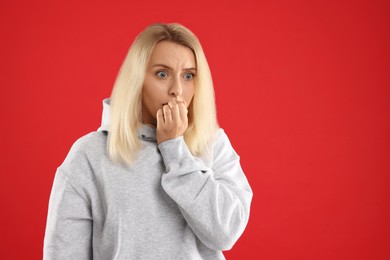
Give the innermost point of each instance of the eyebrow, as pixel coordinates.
(167, 67)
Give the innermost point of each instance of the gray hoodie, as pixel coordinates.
(168, 205)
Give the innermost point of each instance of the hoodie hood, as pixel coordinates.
(145, 132)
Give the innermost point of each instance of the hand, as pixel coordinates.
(172, 121)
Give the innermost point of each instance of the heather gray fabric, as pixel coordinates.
(167, 205)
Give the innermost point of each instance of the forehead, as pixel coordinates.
(173, 55)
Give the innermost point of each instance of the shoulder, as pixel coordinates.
(91, 142)
(222, 148)
(85, 153)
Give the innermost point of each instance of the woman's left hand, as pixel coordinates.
(172, 121)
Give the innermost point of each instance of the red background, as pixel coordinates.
(302, 91)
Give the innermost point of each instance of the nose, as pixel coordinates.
(176, 89)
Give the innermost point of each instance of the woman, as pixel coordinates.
(159, 179)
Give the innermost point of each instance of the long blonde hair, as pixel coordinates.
(126, 97)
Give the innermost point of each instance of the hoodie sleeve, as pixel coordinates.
(214, 201)
(69, 223)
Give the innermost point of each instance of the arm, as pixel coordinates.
(69, 223)
(214, 201)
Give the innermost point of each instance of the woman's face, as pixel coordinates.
(170, 76)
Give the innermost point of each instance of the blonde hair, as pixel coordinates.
(126, 97)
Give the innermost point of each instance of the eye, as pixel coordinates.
(189, 76)
(162, 74)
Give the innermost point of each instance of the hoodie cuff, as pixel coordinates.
(177, 157)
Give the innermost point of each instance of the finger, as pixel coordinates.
(175, 111)
(183, 112)
(160, 117)
(167, 114)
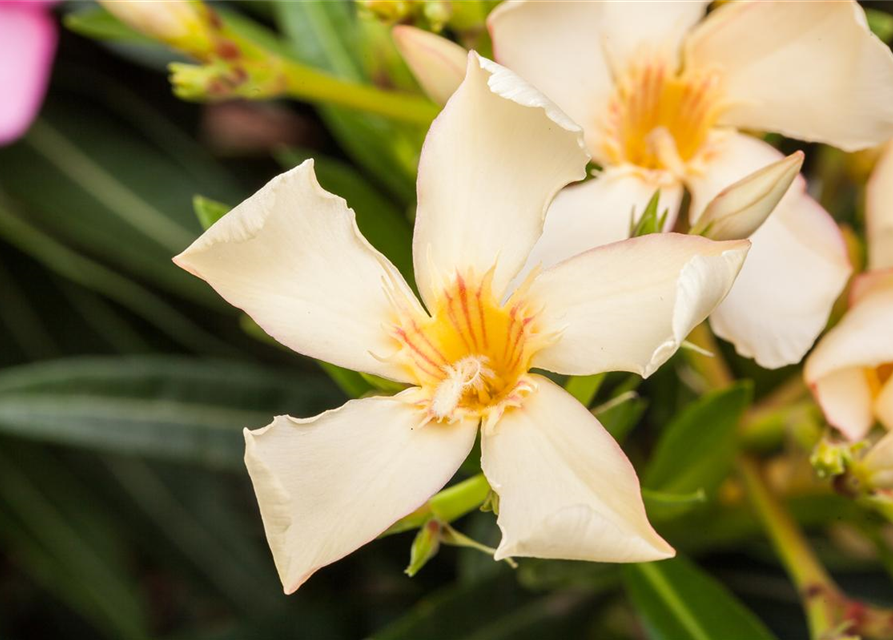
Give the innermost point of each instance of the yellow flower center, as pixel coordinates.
(658, 118)
(878, 377)
(471, 356)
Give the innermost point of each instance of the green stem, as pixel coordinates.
(304, 83)
(822, 599)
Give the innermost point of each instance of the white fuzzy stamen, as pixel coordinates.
(468, 373)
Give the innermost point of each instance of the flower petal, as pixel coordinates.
(796, 270)
(845, 399)
(835, 370)
(491, 164)
(879, 212)
(328, 485)
(599, 212)
(291, 256)
(566, 489)
(629, 305)
(27, 45)
(567, 49)
(809, 70)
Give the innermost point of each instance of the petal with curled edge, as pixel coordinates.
(598, 212)
(809, 70)
(291, 257)
(491, 164)
(572, 50)
(797, 268)
(566, 489)
(628, 306)
(328, 485)
(836, 369)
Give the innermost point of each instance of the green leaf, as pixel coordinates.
(697, 448)
(166, 407)
(323, 34)
(678, 601)
(99, 24)
(620, 414)
(52, 528)
(208, 211)
(881, 23)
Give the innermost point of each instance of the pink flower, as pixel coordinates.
(27, 44)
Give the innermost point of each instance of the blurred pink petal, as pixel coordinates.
(27, 44)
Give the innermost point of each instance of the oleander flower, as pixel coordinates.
(850, 371)
(28, 37)
(662, 92)
(292, 257)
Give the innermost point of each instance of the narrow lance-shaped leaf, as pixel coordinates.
(677, 601)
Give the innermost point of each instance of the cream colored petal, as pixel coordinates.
(836, 369)
(437, 63)
(291, 257)
(797, 267)
(566, 489)
(883, 405)
(491, 164)
(845, 399)
(567, 49)
(328, 485)
(809, 70)
(879, 212)
(599, 212)
(628, 306)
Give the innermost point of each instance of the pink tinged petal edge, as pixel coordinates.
(879, 211)
(27, 46)
(599, 212)
(566, 489)
(628, 306)
(796, 270)
(835, 370)
(330, 484)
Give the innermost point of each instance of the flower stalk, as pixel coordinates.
(830, 613)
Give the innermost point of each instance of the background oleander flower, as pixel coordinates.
(662, 102)
(27, 46)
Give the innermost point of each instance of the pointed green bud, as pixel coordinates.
(424, 547)
(740, 209)
(831, 458)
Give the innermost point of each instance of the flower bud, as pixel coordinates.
(877, 466)
(437, 63)
(740, 209)
(179, 23)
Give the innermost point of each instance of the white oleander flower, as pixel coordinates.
(662, 92)
(850, 371)
(292, 257)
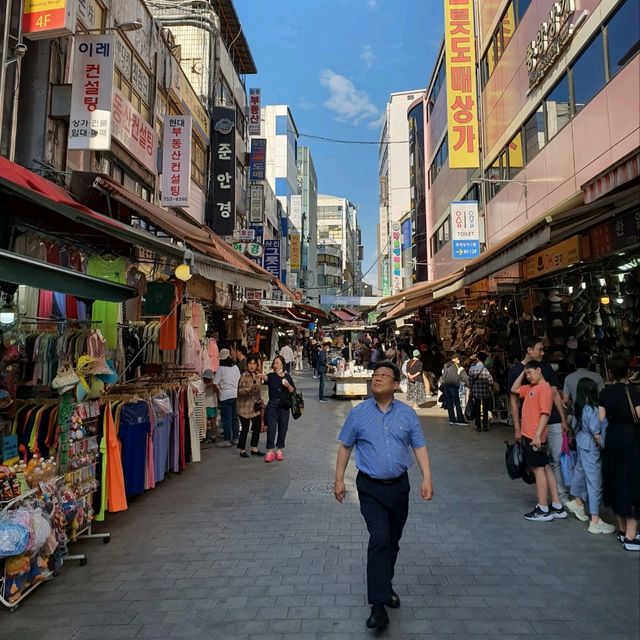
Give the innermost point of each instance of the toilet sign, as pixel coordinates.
(465, 230)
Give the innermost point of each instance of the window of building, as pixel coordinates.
(515, 155)
(557, 107)
(534, 134)
(623, 35)
(587, 73)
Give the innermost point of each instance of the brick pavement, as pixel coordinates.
(240, 550)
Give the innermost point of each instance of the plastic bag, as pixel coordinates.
(514, 459)
(14, 537)
(568, 459)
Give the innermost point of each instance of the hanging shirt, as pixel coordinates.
(107, 313)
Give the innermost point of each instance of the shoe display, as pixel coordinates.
(558, 514)
(394, 600)
(379, 618)
(538, 515)
(601, 527)
(577, 510)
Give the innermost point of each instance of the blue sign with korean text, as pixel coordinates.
(258, 159)
(271, 257)
(465, 249)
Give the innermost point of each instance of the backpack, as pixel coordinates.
(450, 376)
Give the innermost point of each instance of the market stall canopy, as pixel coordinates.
(16, 180)
(25, 270)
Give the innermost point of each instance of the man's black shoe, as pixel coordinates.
(394, 601)
(378, 618)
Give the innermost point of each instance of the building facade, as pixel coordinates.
(393, 175)
(308, 190)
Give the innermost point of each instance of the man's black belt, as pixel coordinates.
(383, 480)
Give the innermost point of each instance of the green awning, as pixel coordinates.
(20, 269)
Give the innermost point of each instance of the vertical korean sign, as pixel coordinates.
(91, 90)
(258, 159)
(221, 213)
(271, 257)
(176, 161)
(462, 98)
(253, 127)
(396, 257)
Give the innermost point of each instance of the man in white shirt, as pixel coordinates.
(287, 353)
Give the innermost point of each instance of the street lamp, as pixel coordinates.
(130, 25)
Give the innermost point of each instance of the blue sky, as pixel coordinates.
(335, 62)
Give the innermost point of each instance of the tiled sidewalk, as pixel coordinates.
(238, 549)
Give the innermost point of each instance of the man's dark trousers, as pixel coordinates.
(385, 508)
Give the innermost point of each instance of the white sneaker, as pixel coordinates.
(578, 511)
(601, 527)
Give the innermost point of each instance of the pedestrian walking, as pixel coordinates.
(383, 430)
(537, 398)
(557, 420)
(481, 389)
(589, 433)
(620, 405)
(226, 381)
(416, 393)
(321, 367)
(250, 407)
(453, 375)
(280, 385)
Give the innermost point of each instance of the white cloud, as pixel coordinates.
(349, 103)
(367, 55)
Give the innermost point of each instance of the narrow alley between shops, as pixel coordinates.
(236, 549)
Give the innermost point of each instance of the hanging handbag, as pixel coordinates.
(568, 459)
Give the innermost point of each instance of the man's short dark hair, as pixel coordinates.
(531, 341)
(583, 360)
(388, 365)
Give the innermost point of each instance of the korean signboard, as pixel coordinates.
(462, 107)
(294, 251)
(271, 257)
(47, 18)
(465, 230)
(133, 132)
(396, 257)
(557, 257)
(176, 161)
(91, 93)
(221, 214)
(256, 203)
(258, 159)
(295, 212)
(254, 112)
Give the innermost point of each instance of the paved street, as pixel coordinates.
(241, 550)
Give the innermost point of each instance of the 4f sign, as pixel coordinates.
(47, 18)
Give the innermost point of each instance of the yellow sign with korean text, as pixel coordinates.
(294, 251)
(462, 95)
(559, 256)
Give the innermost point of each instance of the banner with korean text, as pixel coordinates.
(462, 96)
(220, 215)
(176, 161)
(91, 91)
(253, 127)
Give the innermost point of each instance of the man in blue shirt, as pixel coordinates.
(383, 430)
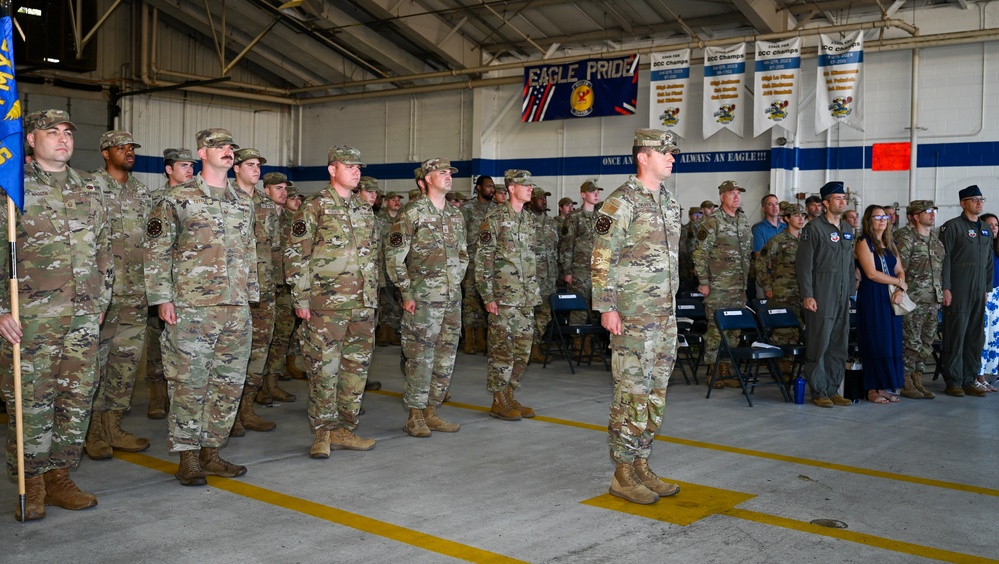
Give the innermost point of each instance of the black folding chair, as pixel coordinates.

○ ○ ○ ○ ○

# To do
Transcribe all of the records above character for character. Exclude the pictures.

# Answer for the task
Give the innermost point of each instance of the eyebrow, as pixel coordinates.
(167, 67)
Give the innermost point of each instance of the gray hoodie, as pixel coordinates.
(168, 205)
Give the innermost point of each instance of the hoodie hood, as pixel coordinates.
(145, 132)
Give the innermost point of each instance of the hand, as pixel coordinates.
(172, 121)
Give the innermost point of each instance of the heather gray fabric, as pixel coordinates.
(167, 205)
Give the innermost point of each instance of the forehead, as pixel coordinates.
(173, 55)
Give the innermost point of each instance of the shoulder, as pixel coordinates.
(91, 142)
(222, 148)
(85, 153)
Give the innermost point of each instance of the woman's left hand, as pixel coordinates.
(172, 121)
Give the innermost point of each instance of the red background, as pixel coordinates.
(302, 91)
Give the innermost point of each instance of the nose, as pixel coordinates.
(176, 89)
Give the innermost point of each instance of the woman, as pixel coordinates.
(159, 179)
Give the innermost point of each instance of the long blonde hair, as pixel coordinates.
(126, 97)
Give the innermost point of each instance of the hoodie sleeve, as pixel coordinates.
(214, 201)
(69, 223)
Give the innermost point of each instance of the arm, as pixel coordinates.
(69, 223)
(214, 201)
Give the innermost point of each instance of the woman's face, as pixel coordinates.
(170, 76)
Give the innermost point of each instance of the blonde hair, as pixel coordinates.
(126, 97)
Give the innermost point of each instance of the eye, as pixel coordinates.
(189, 76)
(162, 74)
Give the innermost point of each instance of the hoodie cuff, as pixel coordinates.
(177, 157)
Give the innermost point of each instance of the finger, as pixel coordinates.
(175, 111)
(183, 112)
(160, 117)
(167, 114)
Give the innermost point of each instance of the yellow flower center, as pixel coordinates.
(658, 118)
(878, 377)
(471, 356)
Give the innermost point of each instance of the green stem, as pixel coordinates.
(304, 83)
(822, 599)
Give the innermost point of each instance of the white fuzzy stamen, as pixel coordinates.
(468, 373)
Give the innermost point of each instance of the flower petal, as pixel coordinates.
(796, 270)
(845, 399)
(835, 370)
(491, 164)
(879, 212)
(328, 485)
(599, 212)
(291, 256)
(566, 489)
(629, 305)
(27, 45)
(567, 49)
(809, 70)
Give the innermost point of each instance of the petal with curled edge, as pixel coordinates.
(598, 212)
(809, 70)
(291, 257)
(491, 164)
(572, 50)
(797, 268)
(566, 489)
(628, 306)
(328, 485)
(836, 369)
Give the innermost point of each instance of the green leaf, as pixel coordinates.
(697, 448)
(166, 407)
(323, 34)
(678, 601)
(99, 24)
(620, 414)
(52, 528)
(208, 211)
(881, 23)
Give the innermost point of each instance of the pink flower, as pixel coordinates.
(27, 44)
Give the innermost point of each instance of the blurred pink petal, as pixel coordinates.
(27, 44)
Give the innermost point of each instance of the oleander flower, as pixel coordinates.
(850, 371)
(28, 37)
(662, 92)
(292, 257)
Give the innermost point of each instance of the narrow lance-shaped leaf, as pixel coordinates.
(677, 601)
Give the innermost point of each instance of the cream colored petal, as pixel coordinates.
(836, 369)
(437, 63)
(291, 257)
(797, 267)
(566, 489)
(883, 405)
(491, 164)
(845, 399)
(567, 49)
(328, 485)
(809, 70)
(879, 212)
(599, 212)
(628, 306)
Give the innermost point of each instance of the pink tinged petal edge, as pixel coordinates.
(879, 211)
(27, 46)
(599, 212)
(566, 489)
(628, 306)
(796, 270)
(835, 370)
(330, 484)
Give the innermost point of each instance of the flower stalk, as pixel coordinates.
(830, 613)
Give the innermost point of each instance of the background oleander flower, as pixel coordinates.
(662, 102)
(27, 46)
Give the innermost point of each instance of the pointed green bud, as pixel coordinates.
(424, 547)
(740, 209)
(831, 458)
Give the innermost point of each instance of the flower bud, as pixel coordinates.
(877, 466)
(437, 63)
(740, 209)
(179, 23)
Give the innermost point of each instance of the white oleander flower, as pixel coordinates.
(662, 92)
(850, 371)
(292, 257)
Give the innermost point of each instance of the toilet sign, as pixel coordinates.
(465, 230)
Give the innermost point of each instance of the window of building, as pixel coordinates.
(515, 155)
(557, 107)
(534, 134)
(623, 35)
(587, 73)
Give the innermost point of each instance of the brick pavement, as pixel coordinates.
(240, 550)
Give the innermost point of each instance of the plastic bag, as pixel coordinates.
(514, 459)
(14, 537)
(568, 459)
Give the innermost point of each instance of the hanging shirt, as pixel coordinates.
(107, 313)
Give the innermost point of each instance of the shoe display, as pixel coordinates.
(558, 514)
(394, 600)
(379, 618)
(538, 515)
(601, 527)
(577, 510)
Give the innermost point of each instance of the blue sign with korean text, as pixel coordinates.
(258, 159)
(271, 257)
(465, 249)
Give the innermost point of each instance of the backpack, as pixel coordinates.
(450, 376)
Give the innermost point of each instance of the market stall canopy, as pixel coordinates.
(16, 180)
(25, 270)
Give the innermost point of each instance of the man's black shoe, as pixel coordinates.
(394, 601)
(378, 618)
Give the innermost point of each instance of the building facade, as pixel coordinates.
(393, 175)
(308, 190)
Give the innermost point of each instance of the man's black belt, as pixel coordinates.
(383, 480)
Give the innermost point of each instance of the green awning, as pixel coordinates.
(20, 269)
Give the innermost point of each instance of the vertical korean sign, as pixel coordinates.
(91, 90)
(258, 159)
(221, 213)
(271, 257)
(176, 161)
(462, 98)
(253, 127)
(396, 257)
Give the innermost point of each instance of the man in white shirt, as pixel coordinates.
(287, 353)
Give the innermost point of each instance of the street lamp, as pixel coordinates.
(130, 25)
Give the innermost point of each instance of the blue sky, as pixel coordinates.
(335, 62)
Give the innermost point of each instance of the tiled sidewalk, as pixel coordinates.
(238, 549)
Give the innermost point of each instance of the man's dark trousers, as pixel coordinates.
(385, 508)
Give the innermost point of each instance of the white sneaker, as pixel coordinates.
(578, 511)
(601, 527)
Give the innermost point of each instance of the pedestrian walking, as pixel coordinates.
(383, 430)
(537, 398)
(557, 420)
(481, 389)
(589, 433)
(620, 405)
(226, 381)
(416, 393)
(321, 367)
(250, 407)
(453, 375)
(280, 385)
Give the innermost point of each instance of the white cloud, as pixel coordinates.
(349, 103)
(367, 55)
Give the innermost point of each instance of the narrow alley between shops, as pixel coordinates.
(236, 549)
Give the innermost point of each instance of the hanging handbag, as pixel coordinates.
(568, 459)
Give the innermost point of each instance of the man's short dark hair, as pixel coordinates.
(531, 341)
(583, 360)
(388, 365)
Give the innermost point of each instance of the korean signboard, as pixel coordinates.
(462, 107)
(294, 251)
(271, 257)
(47, 18)
(465, 230)
(133, 132)
(396, 257)
(557, 257)
(176, 161)
(91, 93)
(221, 214)
(256, 203)
(258, 159)
(295, 212)
(254, 112)
Give the innermost point of each instance of the paved street, as pixel coordinates.
(241, 550)
Give the innermost point of each instance of the 4f sign, as pixel coordinates.
(47, 18)
Give the innermost point of each instance of the yellow sign with korean text, as pixel coordinates.
(294, 251)
(462, 95)
(559, 256)
Give the innermost point of each instance of the banner with korean text, as pixel coordinates.
(462, 96)
(220, 215)
(176, 161)
(91, 91)
(253, 127)
Give the innermost point of each instance of the man in blue shirt, as pixel coordinates.
(383, 430)
Give the innermost point of each instance of the black folding chair, as pixel coordinates.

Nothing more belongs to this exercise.